**WORK TO COMPLETE**
Your answer is a copy of every line in the records where "grass" appears.

═════ MATERIALS PROVIDED

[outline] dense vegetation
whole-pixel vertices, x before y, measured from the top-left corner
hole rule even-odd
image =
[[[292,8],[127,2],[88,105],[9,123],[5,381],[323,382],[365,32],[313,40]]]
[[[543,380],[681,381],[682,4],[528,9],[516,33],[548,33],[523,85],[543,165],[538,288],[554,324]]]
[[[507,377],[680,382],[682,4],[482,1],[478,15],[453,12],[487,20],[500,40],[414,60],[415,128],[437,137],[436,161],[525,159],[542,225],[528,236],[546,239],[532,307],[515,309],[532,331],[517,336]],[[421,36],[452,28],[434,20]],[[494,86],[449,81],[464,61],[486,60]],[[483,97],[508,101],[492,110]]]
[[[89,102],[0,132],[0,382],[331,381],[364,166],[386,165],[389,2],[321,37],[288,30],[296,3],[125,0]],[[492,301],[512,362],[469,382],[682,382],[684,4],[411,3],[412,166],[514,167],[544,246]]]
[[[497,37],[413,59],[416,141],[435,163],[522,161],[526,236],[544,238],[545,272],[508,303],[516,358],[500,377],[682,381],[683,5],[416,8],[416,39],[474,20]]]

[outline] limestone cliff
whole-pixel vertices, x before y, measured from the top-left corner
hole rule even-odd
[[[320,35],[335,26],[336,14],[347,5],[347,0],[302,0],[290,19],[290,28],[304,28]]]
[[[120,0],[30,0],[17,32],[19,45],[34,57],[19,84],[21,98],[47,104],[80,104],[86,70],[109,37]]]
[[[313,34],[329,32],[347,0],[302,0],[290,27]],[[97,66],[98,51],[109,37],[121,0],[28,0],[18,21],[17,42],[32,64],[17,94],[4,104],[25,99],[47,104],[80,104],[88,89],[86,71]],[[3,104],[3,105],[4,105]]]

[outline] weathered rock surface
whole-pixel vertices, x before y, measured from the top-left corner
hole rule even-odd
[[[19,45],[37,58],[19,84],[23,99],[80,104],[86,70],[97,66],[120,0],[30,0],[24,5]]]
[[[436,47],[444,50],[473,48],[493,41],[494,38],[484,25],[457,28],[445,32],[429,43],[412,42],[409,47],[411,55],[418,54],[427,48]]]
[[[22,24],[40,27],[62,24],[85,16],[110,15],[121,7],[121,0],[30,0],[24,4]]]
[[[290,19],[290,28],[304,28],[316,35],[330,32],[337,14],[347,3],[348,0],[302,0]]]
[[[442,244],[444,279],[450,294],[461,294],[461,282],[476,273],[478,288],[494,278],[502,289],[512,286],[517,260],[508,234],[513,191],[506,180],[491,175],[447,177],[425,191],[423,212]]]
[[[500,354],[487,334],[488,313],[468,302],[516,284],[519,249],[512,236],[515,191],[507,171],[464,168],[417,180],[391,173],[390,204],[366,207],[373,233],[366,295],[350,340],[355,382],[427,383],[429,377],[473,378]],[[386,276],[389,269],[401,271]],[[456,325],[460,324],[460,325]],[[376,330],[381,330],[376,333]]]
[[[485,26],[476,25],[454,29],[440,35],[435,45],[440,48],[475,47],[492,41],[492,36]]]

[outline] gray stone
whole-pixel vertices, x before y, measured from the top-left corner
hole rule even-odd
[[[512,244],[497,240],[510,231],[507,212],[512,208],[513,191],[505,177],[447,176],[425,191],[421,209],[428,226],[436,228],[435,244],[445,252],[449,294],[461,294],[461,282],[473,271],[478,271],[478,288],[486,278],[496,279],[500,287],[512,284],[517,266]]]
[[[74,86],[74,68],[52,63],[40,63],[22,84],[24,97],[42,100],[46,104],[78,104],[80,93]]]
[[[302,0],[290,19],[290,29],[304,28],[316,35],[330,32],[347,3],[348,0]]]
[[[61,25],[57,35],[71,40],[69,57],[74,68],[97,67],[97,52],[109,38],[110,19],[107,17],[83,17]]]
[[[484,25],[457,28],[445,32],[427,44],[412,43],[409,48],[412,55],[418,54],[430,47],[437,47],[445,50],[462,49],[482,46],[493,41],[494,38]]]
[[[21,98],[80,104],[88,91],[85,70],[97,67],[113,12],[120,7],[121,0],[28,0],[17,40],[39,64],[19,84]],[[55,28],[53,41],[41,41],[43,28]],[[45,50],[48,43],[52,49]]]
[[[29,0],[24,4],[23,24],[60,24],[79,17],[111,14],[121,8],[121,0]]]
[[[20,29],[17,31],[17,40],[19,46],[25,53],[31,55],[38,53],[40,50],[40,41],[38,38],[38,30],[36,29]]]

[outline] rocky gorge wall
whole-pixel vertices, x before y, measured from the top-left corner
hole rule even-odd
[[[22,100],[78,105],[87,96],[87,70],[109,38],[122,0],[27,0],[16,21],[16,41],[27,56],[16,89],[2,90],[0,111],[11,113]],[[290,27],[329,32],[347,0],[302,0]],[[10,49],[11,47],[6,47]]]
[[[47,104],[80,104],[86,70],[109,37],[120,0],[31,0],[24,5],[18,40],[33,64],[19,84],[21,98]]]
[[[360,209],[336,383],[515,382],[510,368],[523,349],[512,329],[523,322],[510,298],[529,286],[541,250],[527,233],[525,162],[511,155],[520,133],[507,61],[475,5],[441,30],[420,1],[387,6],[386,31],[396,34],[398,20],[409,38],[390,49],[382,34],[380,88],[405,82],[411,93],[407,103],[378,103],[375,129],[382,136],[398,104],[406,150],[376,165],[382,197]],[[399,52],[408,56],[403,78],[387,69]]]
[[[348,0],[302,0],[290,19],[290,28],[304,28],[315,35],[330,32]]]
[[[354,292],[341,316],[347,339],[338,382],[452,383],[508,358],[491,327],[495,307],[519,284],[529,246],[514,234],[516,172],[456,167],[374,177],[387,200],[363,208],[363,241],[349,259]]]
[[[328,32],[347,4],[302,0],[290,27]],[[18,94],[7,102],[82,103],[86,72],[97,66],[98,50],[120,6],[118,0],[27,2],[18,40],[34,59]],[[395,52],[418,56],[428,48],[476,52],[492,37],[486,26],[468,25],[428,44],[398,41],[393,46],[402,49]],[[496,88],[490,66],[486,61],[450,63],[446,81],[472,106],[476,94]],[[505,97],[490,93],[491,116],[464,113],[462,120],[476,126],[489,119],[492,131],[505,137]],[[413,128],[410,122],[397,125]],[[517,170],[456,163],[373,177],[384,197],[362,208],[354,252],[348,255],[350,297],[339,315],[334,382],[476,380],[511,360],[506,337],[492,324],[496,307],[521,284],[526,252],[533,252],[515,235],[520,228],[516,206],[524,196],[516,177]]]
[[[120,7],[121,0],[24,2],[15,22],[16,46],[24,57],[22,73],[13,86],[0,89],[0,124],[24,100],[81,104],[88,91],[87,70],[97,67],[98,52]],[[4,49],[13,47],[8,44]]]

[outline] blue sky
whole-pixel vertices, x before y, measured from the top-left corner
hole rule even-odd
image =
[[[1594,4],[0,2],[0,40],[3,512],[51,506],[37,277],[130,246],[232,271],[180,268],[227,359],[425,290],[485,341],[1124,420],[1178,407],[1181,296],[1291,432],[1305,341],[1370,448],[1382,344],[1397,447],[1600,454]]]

══════════
═════ MATERIALS PROVIDED

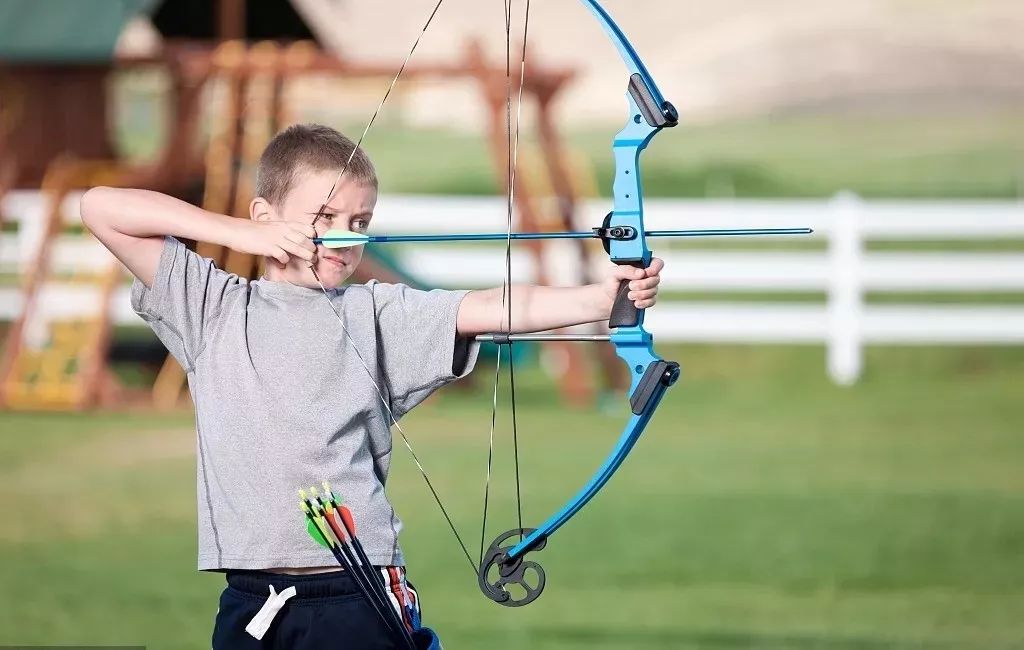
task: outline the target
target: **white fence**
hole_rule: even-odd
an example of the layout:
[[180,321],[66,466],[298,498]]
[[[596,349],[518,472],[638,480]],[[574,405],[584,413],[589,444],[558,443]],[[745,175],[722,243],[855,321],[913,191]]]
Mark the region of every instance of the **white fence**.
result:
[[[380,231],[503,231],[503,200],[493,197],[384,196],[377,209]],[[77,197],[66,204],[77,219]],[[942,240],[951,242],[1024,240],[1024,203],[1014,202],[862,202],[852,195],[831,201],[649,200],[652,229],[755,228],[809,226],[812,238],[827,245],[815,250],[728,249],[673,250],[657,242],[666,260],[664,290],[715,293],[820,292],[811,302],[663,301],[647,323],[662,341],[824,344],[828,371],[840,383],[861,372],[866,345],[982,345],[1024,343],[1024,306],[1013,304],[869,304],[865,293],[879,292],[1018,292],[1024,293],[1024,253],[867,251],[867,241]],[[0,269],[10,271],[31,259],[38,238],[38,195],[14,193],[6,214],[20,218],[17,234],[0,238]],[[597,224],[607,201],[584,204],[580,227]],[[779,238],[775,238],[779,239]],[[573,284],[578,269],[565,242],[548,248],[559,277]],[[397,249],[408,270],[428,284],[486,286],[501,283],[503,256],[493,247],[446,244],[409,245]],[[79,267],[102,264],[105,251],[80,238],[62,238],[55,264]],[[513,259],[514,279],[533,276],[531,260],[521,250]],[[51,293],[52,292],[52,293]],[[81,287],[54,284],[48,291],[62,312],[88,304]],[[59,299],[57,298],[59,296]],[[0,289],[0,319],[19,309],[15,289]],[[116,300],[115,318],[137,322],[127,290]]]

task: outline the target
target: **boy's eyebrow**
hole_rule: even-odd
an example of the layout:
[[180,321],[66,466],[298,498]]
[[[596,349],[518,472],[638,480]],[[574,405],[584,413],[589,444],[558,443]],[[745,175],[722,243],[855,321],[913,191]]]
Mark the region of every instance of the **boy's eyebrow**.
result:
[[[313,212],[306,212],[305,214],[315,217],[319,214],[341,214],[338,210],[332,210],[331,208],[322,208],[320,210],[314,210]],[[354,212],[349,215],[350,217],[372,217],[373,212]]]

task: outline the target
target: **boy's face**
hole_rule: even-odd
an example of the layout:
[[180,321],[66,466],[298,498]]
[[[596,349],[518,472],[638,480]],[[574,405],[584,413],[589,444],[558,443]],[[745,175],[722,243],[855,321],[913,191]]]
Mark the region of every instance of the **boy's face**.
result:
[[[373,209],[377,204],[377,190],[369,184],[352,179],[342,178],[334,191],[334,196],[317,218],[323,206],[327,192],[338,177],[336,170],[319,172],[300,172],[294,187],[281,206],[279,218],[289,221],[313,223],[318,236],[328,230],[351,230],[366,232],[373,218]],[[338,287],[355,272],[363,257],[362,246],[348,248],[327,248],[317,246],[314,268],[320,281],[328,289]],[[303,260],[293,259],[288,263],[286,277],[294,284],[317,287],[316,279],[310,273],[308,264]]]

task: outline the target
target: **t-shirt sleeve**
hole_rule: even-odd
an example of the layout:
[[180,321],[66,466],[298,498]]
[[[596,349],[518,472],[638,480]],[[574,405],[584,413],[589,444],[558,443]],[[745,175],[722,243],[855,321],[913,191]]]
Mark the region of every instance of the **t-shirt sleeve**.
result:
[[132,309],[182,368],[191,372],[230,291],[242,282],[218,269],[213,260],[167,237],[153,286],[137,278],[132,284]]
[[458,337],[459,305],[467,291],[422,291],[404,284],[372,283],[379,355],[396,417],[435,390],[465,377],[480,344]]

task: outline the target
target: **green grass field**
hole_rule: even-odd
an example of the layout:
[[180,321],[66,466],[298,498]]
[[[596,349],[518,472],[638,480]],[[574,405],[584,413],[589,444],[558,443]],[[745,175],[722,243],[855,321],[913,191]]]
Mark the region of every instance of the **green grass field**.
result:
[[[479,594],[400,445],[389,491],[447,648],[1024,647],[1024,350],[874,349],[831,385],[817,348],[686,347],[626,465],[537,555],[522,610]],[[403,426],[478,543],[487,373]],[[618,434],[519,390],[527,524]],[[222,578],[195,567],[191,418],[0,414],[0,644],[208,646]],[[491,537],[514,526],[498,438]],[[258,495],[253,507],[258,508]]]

══════════

**REPLY TO THE EXERCISE**
target: **green grass field**
Mark the region of every instance of the **green grass field**.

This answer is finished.